**Consignes de l'exercice:** Recopiez mot pour mot le passage de la critique de Bella Figura qui commence à "Ceux qui me" et se termine à "pas grand chose.".

**Texte à lire:**
# # # # # # #

Publié le 09 décembre 2017 par Morduedetheatre @_MDT_

Yasmina Reza fait pâle figureCritique de Bella Figura, de Yasmina Reza, vu le 2 décembre 2017 au Théâtre du Rond-Point
Avec Emmanuelle Devos, Camille Japy, Louis-Do de Lencquesaing, Micha Lescot, et Josiane Stoléru, dans une mise en scène de Yasmina Reza

Ceux qui me suivent depuis un petit moment maintenant connaissent mon amour pour Yasmina Reza. Pour sa pièce « Art » évidemment, chef-d’oeuvre du théâtre contemporain, à la fois très simple et d’une intelligence fine et piquante, tellement pertinente sur les relations humaines. Bref, une de mes pièces préférées. Mais j’avais redécouvert Reza au Rond-Point il y a plusieurs années déjà, avec son entraînant Comment vous racontez la partie ? Réunissant, comme pour Bella Figura, une très belle distribution sur scène, elle signait une proposition intéressante, une critique acerbe qu’on sentait vécue. Ici, malheureusement, on ne sent pas grand chose.

La situation de départ est somme toute assez banale : André est de sortie avec son amant, Boris, mais celui-ci lui apprend qu’il l’emmène dans un restaurant conseillé par sa femme. C’est la scène initiale, sur le parking du restaurant : les deux amants s’embrouillent. Alors qu’il décide de partir, il manque d’écraser une femme avec sa marche arrière. Cette femme, c’est Yvonne, qui vient fêter son anniversaire au restaurant avec son fils Eric et Françoise, qui connaît Boris… par l’intermédiaire de sa femme. On les sent arriver grosses comme des camions, les scènes un peu gênantes.

# # # # # # #

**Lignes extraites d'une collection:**

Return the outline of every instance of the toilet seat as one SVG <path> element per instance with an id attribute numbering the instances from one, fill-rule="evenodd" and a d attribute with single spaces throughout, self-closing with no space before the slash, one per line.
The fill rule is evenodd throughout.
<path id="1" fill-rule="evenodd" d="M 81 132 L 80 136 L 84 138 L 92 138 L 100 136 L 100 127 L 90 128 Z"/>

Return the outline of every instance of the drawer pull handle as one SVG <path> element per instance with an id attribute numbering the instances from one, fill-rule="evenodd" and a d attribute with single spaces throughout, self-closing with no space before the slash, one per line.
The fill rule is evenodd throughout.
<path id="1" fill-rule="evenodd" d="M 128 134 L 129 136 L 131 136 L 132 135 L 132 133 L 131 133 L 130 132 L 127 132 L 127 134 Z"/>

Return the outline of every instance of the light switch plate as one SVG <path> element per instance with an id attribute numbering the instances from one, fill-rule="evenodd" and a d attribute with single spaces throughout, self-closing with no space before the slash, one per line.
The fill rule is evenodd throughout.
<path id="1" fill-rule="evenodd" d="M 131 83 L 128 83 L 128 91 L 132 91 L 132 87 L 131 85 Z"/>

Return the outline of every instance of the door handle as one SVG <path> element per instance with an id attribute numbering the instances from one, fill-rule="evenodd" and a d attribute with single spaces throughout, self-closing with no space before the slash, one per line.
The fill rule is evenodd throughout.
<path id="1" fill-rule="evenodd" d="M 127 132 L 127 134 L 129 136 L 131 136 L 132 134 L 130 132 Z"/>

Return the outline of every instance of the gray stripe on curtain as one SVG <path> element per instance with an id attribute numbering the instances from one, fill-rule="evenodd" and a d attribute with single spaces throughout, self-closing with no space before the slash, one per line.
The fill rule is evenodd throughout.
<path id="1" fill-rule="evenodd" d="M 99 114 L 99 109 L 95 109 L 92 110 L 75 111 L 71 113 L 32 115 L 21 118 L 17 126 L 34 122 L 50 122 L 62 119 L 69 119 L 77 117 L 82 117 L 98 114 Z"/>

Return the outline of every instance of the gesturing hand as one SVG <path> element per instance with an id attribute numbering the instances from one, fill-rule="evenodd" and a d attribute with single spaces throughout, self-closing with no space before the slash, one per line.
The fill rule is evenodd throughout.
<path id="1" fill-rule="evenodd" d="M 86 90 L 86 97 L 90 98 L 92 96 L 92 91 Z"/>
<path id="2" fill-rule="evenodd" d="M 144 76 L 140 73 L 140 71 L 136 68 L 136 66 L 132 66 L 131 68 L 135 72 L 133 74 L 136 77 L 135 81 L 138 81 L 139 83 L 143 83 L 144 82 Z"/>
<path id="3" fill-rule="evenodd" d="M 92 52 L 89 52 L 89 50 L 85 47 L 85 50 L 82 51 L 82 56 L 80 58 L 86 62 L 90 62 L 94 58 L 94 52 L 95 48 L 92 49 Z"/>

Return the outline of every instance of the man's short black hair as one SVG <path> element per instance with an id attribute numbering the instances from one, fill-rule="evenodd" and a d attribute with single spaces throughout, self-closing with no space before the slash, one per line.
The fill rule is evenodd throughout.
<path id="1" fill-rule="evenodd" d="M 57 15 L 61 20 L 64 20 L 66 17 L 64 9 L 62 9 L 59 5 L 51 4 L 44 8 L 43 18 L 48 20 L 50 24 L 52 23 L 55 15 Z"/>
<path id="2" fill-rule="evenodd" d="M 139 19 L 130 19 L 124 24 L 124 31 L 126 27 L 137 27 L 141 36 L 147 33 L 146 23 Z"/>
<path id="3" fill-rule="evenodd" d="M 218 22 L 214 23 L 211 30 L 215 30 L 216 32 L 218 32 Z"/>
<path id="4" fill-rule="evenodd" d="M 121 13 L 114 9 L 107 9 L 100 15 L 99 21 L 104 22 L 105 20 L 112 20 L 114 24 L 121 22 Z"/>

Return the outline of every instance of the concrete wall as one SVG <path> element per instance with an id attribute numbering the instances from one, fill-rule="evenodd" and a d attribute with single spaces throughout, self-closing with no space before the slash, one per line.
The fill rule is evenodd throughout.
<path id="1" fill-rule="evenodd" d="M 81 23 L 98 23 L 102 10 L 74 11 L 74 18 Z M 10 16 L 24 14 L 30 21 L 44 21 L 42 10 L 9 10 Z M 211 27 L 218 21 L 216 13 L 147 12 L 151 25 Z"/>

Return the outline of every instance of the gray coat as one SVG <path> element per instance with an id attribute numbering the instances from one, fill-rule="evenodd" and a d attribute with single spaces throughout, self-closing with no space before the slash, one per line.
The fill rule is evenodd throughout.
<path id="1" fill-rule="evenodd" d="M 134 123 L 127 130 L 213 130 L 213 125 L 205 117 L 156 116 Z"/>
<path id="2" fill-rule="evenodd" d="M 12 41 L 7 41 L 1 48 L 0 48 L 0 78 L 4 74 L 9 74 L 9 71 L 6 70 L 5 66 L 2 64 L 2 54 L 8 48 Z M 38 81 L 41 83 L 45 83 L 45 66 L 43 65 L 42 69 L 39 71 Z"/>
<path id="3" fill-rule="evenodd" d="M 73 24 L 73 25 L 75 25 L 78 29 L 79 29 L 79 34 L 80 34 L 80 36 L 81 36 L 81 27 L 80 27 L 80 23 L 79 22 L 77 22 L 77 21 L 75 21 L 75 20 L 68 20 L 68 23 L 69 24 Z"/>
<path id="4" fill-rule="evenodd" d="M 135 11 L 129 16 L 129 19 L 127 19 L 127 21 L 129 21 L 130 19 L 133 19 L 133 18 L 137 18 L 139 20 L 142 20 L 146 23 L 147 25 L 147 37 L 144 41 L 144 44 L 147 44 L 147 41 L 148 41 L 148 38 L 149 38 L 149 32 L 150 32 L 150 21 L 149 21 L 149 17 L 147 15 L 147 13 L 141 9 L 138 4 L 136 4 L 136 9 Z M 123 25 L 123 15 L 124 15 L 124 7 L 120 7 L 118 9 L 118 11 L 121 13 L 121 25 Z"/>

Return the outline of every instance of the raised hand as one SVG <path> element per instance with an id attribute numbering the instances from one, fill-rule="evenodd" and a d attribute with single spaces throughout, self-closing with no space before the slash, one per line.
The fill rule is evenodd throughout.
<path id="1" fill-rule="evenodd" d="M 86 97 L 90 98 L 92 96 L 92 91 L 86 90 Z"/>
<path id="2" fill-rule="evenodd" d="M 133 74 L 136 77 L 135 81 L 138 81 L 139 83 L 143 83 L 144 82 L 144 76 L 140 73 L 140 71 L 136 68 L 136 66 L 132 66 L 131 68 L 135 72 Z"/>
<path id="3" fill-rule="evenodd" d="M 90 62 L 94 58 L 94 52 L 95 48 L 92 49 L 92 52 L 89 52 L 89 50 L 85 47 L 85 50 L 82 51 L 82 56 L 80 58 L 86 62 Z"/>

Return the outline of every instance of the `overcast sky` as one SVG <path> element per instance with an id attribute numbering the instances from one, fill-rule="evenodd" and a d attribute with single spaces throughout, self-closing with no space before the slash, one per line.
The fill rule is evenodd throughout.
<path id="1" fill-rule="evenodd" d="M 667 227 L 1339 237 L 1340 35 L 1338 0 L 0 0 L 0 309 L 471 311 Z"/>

# # # # # # #

**Réponse complète:**
Ceux qui me suivent depuis un petit moment maintenant connaissent mon amour pour Yasmina Reza. Pour sa pièce « Art » évidemment, chef-d’oeuvre du théâtre contemporain, à la fois très simple et d’une intelligence fine et piquante, tellement pertinente sur les relations humaines. Bref, une de mes pièces préférées. Mais j’avais redécouvert Reza au Rond-Point il y a plusieurs années déjà, avec son entraînant Comment vous racontez la partie ? Réunissant, comme pour Bella Figura, une très belle distribution sur scène, elle signait une proposition intéressante, une critique acerbe qu’on sentait vécue. Ici, malheureusement, on ne sent pas grand chose.